[Recorded information Boundary: Start]

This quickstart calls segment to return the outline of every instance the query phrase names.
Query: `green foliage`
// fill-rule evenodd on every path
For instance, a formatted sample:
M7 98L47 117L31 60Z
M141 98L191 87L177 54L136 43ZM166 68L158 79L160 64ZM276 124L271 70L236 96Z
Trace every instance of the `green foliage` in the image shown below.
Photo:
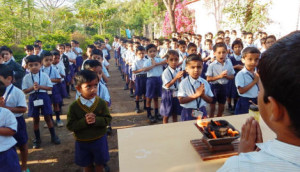
M271 1L261 4L258 0L234 0L224 8L223 12L229 15L227 25L256 32L270 22L268 19L270 5Z

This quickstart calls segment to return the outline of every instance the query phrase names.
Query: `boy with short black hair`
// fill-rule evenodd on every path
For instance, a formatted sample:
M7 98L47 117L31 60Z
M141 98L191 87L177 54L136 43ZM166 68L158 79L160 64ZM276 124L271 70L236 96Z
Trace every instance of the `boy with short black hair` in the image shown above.
M255 72L258 65L260 51L255 47L243 50L242 62L245 67L239 71L235 78L235 85L240 95L234 114L249 112L251 102L257 104L259 76Z
M219 172L300 171L300 31L278 40L258 65L258 107L276 139L263 143L258 121L242 127L238 156L229 158Z
M214 99L210 104L209 117L213 118L216 102L219 103L217 116L221 117L224 112L226 102L226 92L228 80L234 78L234 69L227 56L227 46L224 43L217 43L213 47L216 60L212 62L207 69L207 81L211 83L211 89L214 93Z
M85 171L103 171L109 160L106 128L111 122L108 107L97 95L99 79L95 72L82 70L76 75L81 96L69 107L67 128L75 136L75 163Z
M60 140L55 134L53 122L51 120L52 107L51 99L47 91L52 90L52 83L47 74L40 71L41 58L36 55L31 55L26 58L26 65L30 73L26 74L22 82L22 90L25 94L29 94L28 116L33 117L33 130L35 140L33 148L37 149L41 146L41 137L39 130L40 111L44 115L44 119L48 125L51 134L51 142L60 144Z
M212 101L213 94L208 82L201 78L202 59L199 55L190 54L186 59L186 71L189 74L179 84L178 99L183 107L181 120L193 120L198 116L207 117L206 102Z

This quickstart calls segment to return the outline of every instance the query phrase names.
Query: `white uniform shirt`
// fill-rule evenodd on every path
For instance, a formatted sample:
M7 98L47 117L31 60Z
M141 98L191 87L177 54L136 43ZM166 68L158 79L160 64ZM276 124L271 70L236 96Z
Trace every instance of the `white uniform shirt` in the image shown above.
M14 131L17 131L18 122L14 114L5 108L0 107L0 127L10 128ZM7 151L13 147L17 141L13 136L1 136L0 135L0 152Z
M94 104L94 102L95 102L95 97L92 98L92 99L89 99L89 100L83 98L82 96L80 96L79 98L80 98L81 104L83 104L83 105L85 105L87 107L91 107Z
M66 56L68 56L69 59L71 60L76 60L76 54L73 51L65 52L64 53ZM70 65L72 65L72 62L69 62Z
M44 73L42 71L39 71L36 74L28 73L24 76L23 82L22 82L22 90L33 87L34 82L37 82L39 85L42 85L42 86L53 87L49 76L46 73ZM35 91L33 90L28 94L32 94L34 92ZM45 93L47 91L40 89L39 92L44 92Z
M300 171L300 147L279 140L257 143L259 152L241 153L225 162L218 172Z
M132 71L136 71L136 70L144 68L144 64L145 64L146 60L147 59L145 57L142 59L135 59L132 64ZM146 72L140 72L138 74L146 74ZM138 75L138 74L136 74L136 75Z
M50 80L51 79L61 79L60 74L56 70L56 67L54 67L53 65L48 66L48 67L43 66L42 71L49 76ZM52 82L52 85L56 85L56 84L57 83Z
M7 107L27 107L24 92L12 84L6 87L3 98ZM23 114L14 113L14 115L15 117L20 117Z
M53 65L56 70L58 71L58 73L60 74L61 76L61 81L64 81L65 80L65 76L66 76L66 71L64 69L64 66L62 66L60 63L56 64L56 65Z
M109 91L106 87L106 85L104 83L102 83L101 81L98 84L98 91L97 91L97 95L105 100L106 102L110 102L110 94Z
M199 77L197 80L195 80L191 76L184 78L180 82L179 89L178 89L178 97L188 97L195 94L196 89L200 87L201 84L204 84L205 95L209 97L213 97L214 95L211 91L210 85L205 79ZM195 91L193 90L192 85L194 86ZM197 107L198 106L197 101L200 102L199 107ZM184 108L197 109L197 108L201 108L202 106L206 106L206 101L201 98L198 98L198 100L193 100L189 103L180 104L180 106Z
M164 59L159 58L159 57L154 57L154 60L156 63L160 63L162 61L164 61ZM150 67L152 66L152 59L149 58L146 60L146 62L144 63L144 67ZM154 68L152 68L151 70L147 71L147 77L158 77L161 76L161 74L163 73L163 66L159 65L159 66L155 66Z
M246 67L244 67L241 71L239 71L235 76L235 85L236 87L245 87L249 85L254 80L254 75L249 72ZM239 90L238 93L241 97L247 98L256 98L258 96L258 84L251 87L247 92L244 94L240 94Z
M224 65L219 63L217 60L209 64L206 72L206 76L214 77L220 75L223 71L227 70L227 76L234 75L235 71L233 69L232 63L229 59L226 59ZM227 78L221 78L216 81L211 82L212 84L227 84Z
M169 88L166 87L166 84L168 84L169 82L171 82L177 75L178 71L177 69L172 69L170 66L168 66L164 72L161 75L161 79L163 82L162 87L166 90L177 90L178 89L178 80Z

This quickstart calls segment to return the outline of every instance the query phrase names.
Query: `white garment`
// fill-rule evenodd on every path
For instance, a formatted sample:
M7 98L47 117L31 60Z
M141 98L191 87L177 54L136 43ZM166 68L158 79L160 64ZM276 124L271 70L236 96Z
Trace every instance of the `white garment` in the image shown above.
M241 153L229 158L218 172L296 172L300 171L300 147L279 140L256 144L259 152Z

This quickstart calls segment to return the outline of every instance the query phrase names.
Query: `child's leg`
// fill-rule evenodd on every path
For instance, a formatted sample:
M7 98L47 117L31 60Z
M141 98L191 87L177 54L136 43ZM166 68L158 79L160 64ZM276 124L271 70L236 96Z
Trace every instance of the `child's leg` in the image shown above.
M154 114L157 120L162 120L162 116L158 113L158 97L153 98L154 99Z
M53 127L53 122L50 118L50 115L44 115L44 120L46 121L46 123L48 125L49 132L51 134L51 142L54 143L54 144L60 144L60 140L55 134L55 130L54 130L54 127Z
M39 130L39 124L40 124L40 117L39 116L33 117L33 130L34 130L35 138L37 140L41 139L40 130Z
M144 110L147 110L147 100L146 100L146 96L145 95L143 95L143 100L144 100ZM151 107L150 107L151 108Z
M21 162L22 162L22 171L27 170L27 158L28 158L28 145L27 143L19 146Z
M227 98L227 104L228 104L228 109L232 110L231 98L230 97Z
M172 119L173 119L173 122L177 122L177 114L176 113L173 113L172 114Z
M209 117L213 118L215 116L215 110L216 110L216 104L209 104L210 106L210 112L209 112Z
M103 165L97 165L96 164L95 172L103 172Z
M56 121L60 121L60 107L59 107L59 104L58 103L54 103L53 104L53 110L55 112L55 115L56 115Z
M168 116L164 116L163 117L163 124L167 124L169 122L169 117ZM173 122L174 122L174 118L173 118Z
M93 166L93 164L91 164L91 165L89 165L89 166L87 166L87 167L84 167L84 168L83 168L83 171L84 171L84 172L93 172L93 171L94 171L94 166Z
M147 116L150 117L151 115L151 98L146 98L146 108L147 108Z
M221 117L221 116L223 115L224 107L225 107L225 104L219 103L219 108L218 108L218 114L217 114L217 117Z

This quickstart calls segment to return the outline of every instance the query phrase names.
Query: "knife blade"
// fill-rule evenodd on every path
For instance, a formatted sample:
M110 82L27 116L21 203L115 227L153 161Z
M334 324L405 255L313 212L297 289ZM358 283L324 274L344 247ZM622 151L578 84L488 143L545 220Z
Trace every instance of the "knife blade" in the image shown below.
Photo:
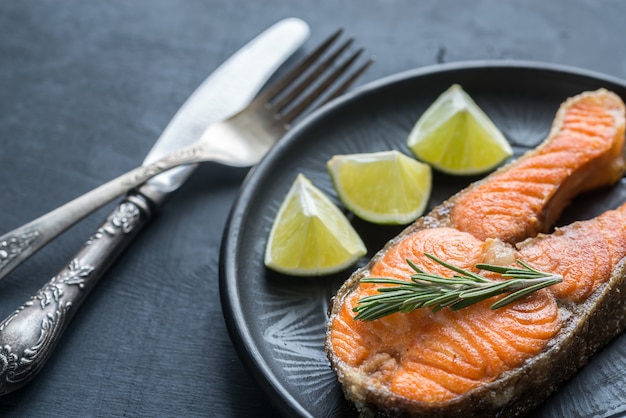
M235 53L187 99L144 164L193 142L209 124L243 108L308 34L302 20L285 19ZM0 395L23 387L41 370L106 269L194 168L165 172L129 193L66 267L0 323Z

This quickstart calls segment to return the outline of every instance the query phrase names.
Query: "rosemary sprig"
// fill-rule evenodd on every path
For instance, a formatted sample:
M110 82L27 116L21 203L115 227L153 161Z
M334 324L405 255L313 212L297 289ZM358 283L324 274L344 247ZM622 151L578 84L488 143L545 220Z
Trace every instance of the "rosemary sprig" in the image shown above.
M454 271L453 277L444 277L422 270L410 260L415 270L411 281L390 278L364 278L363 283L391 284L379 287L379 294L366 296L353 308L355 319L371 321L396 312L408 313L419 308L432 308L436 312L445 307L458 310L503 293L510 293L491 305L501 308L539 289L563 281L558 274L536 270L517 260L521 267L503 267L493 264L477 264L476 268L500 274L508 279L495 281L440 260L434 255L425 256Z

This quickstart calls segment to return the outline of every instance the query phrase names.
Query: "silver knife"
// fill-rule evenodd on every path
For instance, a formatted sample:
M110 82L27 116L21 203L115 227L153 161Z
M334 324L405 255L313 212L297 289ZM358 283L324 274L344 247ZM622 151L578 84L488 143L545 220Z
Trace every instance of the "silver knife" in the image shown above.
M236 52L187 99L143 164L188 145L211 123L244 108L308 35L305 22L285 19ZM128 194L68 265L0 323L0 394L39 372L96 282L194 169L167 171Z

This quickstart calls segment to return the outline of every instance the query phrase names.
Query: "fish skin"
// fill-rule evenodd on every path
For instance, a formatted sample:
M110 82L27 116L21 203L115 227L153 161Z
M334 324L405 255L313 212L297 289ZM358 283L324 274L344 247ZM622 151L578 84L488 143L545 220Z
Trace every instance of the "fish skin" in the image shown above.
M594 95L602 96L599 98L601 100L608 98L607 100L615 102L610 104L611 113L615 117L615 144L605 148L605 154L610 157L592 158L591 162L583 166L583 171L587 172L587 175L576 176L575 181L565 182L565 191L557 188L550 193L544 193L545 201L549 204L544 203L536 207L535 218L532 216L529 218L529 224L532 227L522 228L523 233L504 234L497 238L513 244L521 242L517 249L510 245L507 247L511 248L511 251L517 251L515 254L522 258L532 259L538 264L543 262L546 265L553 263L554 259L542 259L538 254L541 254L542 251L545 252L542 247L549 247L552 240L566 241L565 238L559 238L560 236L567 238L567 234L572 236L578 233L578 236L586 236L591 241L595 240L594 242L603 242L603 240L610 242L611 245L620 247L619 251L611 253L606 250L602 253L603 260L610 260L610 264L608 264L610 268L608 270L605 268L602 272L591 273L592 276L603 276L604 281L601 280L597 283L592 281L591 285L585 287L585 291L580 292L582 296L575 294L577 292L572 293L572 291L553 292L551 289L544 289L529 298L497 311L491 311L488 308L488 305L493 303L492 300L489 304L477 304L457 312L443 310L431 314L428 310L417 310L411 314L394 314L371 322L354 321L346 315L360 297L368 294L368 292L374 292L375 285L359 284L361 277L374 275L378 277L388 274L394 277L407 278L407 267L402 266L402 263L399 262L405 258L405 254L394 255L394 252L398 252L399 243L410 239L417 242L417 244L413 244L412 250L418 253L426 249L427 244L433 243L430 240L419 242L420 239L415 239L419 234L438 234L438 238L434 242L440 248L454 248L453 264L458 263L457 265L460 267L467 268L474 261L481 261L481 254L484 255L488 252L486 251L487 242L490 242L491 237L485 239L485 236L480 235L480 233L459 230L463 228L459 228L458 221L455 222L451 217L455 205L463 196L476 193L481 185L514 170L516 164L524 164L531 157L541 153L542 150L545 151L545 148L549 147L550 141L554 140L555 132L558 131L558 126L564 118L562 109L571 105L572 101L584 97L588 99L589 96ZM595 97L593 99L595 100ZM557 230L554 236L542 233L558 218L558 215L555 214L560 214L560 211L569 203L576 192L602 187L621 177L624 170L623 137L624 105L617 96L601 89L568 99L560 108L548 139L538 149L531 151L517 162L503 167L482 181L471 185L433 209L428 215L418 219L399 236L392 239L367 266L357 270L344 283L334 297L330 308L325 346L333 370L342 384L346 397L355 403L363 416L521 416L545 400L560 382L582 367L599 347L605 345L626 328L625 302L619 296L621 292L626 291L626 263L623 258L626 255L626 231L624 228L613 227L615 220L621 219L621 215L613 213L606 215L605 218L600 217L588 221L589 223L585 223L587 221L576 223L571 227ZM589 175L589 173L594 173L599 169L605 170L605 173L601 176ZM533 223L536 219L540 222ZM595 224L593 224L594 222ZM603 229L611 227L616 231L613 235L602 234ZM585 229L596 232L585 234L583 231ZM537 233L540 235L534 238ZM467 235L460 238L460 234ZM600 237L600 235L602 236ZM450 242L445 242L445 237L448 237ZM469 244L465 245L467 248L464 250L455 252L457 251L456 247L464 246L459 244L459 241ZM429 252L435 249L431 245ZM396 260L387 263L387 257L395 257ZM419 257L417 258L419 264ZM440 258L446 259L447 257L440 254ZM388 265L385 266L385 264ZM568 297L569 294L573 294L574 297ZM493 321L503 322L503 317L511 316L511 312L523 312L526 309L525 304L532 306L533 303L541 307L540 311L543 312L541 315L533 316L531 311L528 311L530 314L526 316L525 314L517 315L519 321L524 322L521 328L525 331L528 331L526 328L529 324L532 324L533 321L537 322L537 327L530 327L530 331L531 333L536 332L540 337L537 338L539 347L536 344L535 346L530 344L529 347L533 346L534 348L527 350L527 355L520 356L517 353L518 357L513 360L511 359L515 356L506 355L506 350L518 344L516 339L510 338L511 335L506 332L504 332L506 338L503 337L503 340L497 340L493 337L492 344L484 348L482 354L479 353L479 355L476 355L477 348L472 344L457 344L456 346L444 344L446 341L462 340L458 336L463 332L469 336L465 337L465 340L469 341L481 330L480 327L476 328L474 325L478 324L483 327L482 329L486 329L489 324L493 324ZM474 319L468 322L468 318ZM489 321L481 322L481 318L489 318ZM542 328L544 326L541 325L542 321L548 326ZM446 327L441 327L441 324L447 325L452 330L446 331ZM597 324L602 326L594 326ZM349 332L356 327L358 330L356 335L361 339L356 344L356 348L342 338L337 338L337 335L340 334L337 329L341 331L341 327L345 328L343 332ZM513 330L515 331L515 327ZM484 334L492 335L500 332L498 330L492 331ZM438 332L439 334L437 334ZM406 344L394 345L393 343L394 339L402 339L406 338L403 336L416 334L418 336L438 336L434 338L434 342L429 339L422 339L421 342L415 340L406 342ZM335 341L338 342L337 346L335 346ZM502 341L508 342L503 344ZM435 345L434 348L432 347L433 344ZM372 355L372 352L376 351L376 347L379 348L379 351ZM424 356L424 353L428 352L427 350L430 350L430 355ZM472 350L474 350L473 354ZM462 378L457 379L457 383L450 383L452 382L450 379L458 378L459 373L453 373L455 376L452 377L441 378L445 375L441 374L441 371L445 372L445 368L450 367L451 364L450 360L446 359L446 355L461 363L462 367L459 367L459 370L466 372L461 376ZM457 357L454 357L455 355ZM415 361L407 361L406 364L402 364L403 356ZM360 369L352 366L352 364L358 363L366 364L367 367ZM420 371L419 368L423 370ZM415 380L416 376L423 377L429 373L432 374L435 369L439 370L440 377L433 381ZM398 373L398 370L401 373ZM392 383L389 384L385 379ZM425 394L420 395L422 398L414 399L415 397L411 395L411 385L413 387L431 385L431 389L425 390ZM451 391L451 388L454 390ZM457 388L462 390L455 392ZM403 392L407 390L407 393Z

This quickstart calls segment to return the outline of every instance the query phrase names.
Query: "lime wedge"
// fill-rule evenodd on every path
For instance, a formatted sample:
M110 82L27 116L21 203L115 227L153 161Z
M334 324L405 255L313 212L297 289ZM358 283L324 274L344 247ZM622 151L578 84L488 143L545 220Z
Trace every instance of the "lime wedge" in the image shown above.
M424 112L407 145L421 161L457 175L485 173L513 155L502 132L458 84Z
M327 168L339 199L361 219L408 224L426 209L430 166L398 151L335 155Z
M265 265L284 274L317 276L341 271L365 253L341 210L299 174L272 225Z

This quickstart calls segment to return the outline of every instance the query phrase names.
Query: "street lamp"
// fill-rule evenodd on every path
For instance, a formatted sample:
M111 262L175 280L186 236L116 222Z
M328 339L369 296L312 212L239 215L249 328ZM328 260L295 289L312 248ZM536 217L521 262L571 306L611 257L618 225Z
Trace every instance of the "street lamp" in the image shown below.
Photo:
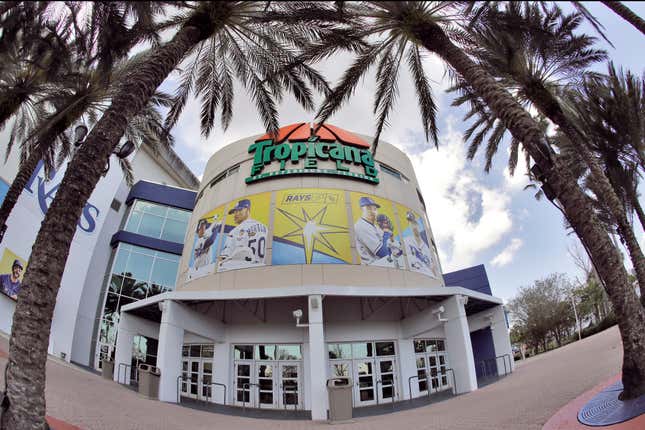
M88 128L84 126L83 124L79 125L76 127L74 130L74 146L79 147L85 140L85 136L87 136Z
M112 154L116 155L119 159L122 160L124 158L127 158L130 154L132 154L135 149L137 149L137 146L131 140L127 140L119 148L117 148L114 151L112 151ZM107 174L108 170L110 170L110 159L109 158L107 160L107 166L105 166L105 170L103 171L103 176L105 176Z

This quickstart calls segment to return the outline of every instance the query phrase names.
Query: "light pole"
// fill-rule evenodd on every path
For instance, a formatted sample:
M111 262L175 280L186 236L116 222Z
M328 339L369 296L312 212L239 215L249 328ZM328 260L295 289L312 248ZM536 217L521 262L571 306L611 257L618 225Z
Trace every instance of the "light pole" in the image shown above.
M582 333L581 333L581 328L580 328L580 320L578 319L578 310L576 309L576 301L573 298L573 292L569 293L569 297L571 297L571 305L573 305L573 315L576 318L576 327L578 328L578 340L582 340Z

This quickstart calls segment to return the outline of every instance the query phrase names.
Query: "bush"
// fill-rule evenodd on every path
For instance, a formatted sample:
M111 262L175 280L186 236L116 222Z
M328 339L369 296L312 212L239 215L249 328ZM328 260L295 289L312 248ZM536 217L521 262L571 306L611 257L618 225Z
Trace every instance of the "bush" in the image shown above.
M596 333L600 333L601 331L607 330L609 327L616 325L617 323L618 321L616 321L616 316L613 313L610 313L598 324L583 328L582 337L585 338Z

[Recorded information Boundary: End]

* [Your goal]: Show the lines of the records that contain the word "blade".

* [Written solution]:
Query: "knife blade"
Trace every instance of the "knife blade" in the image shown below.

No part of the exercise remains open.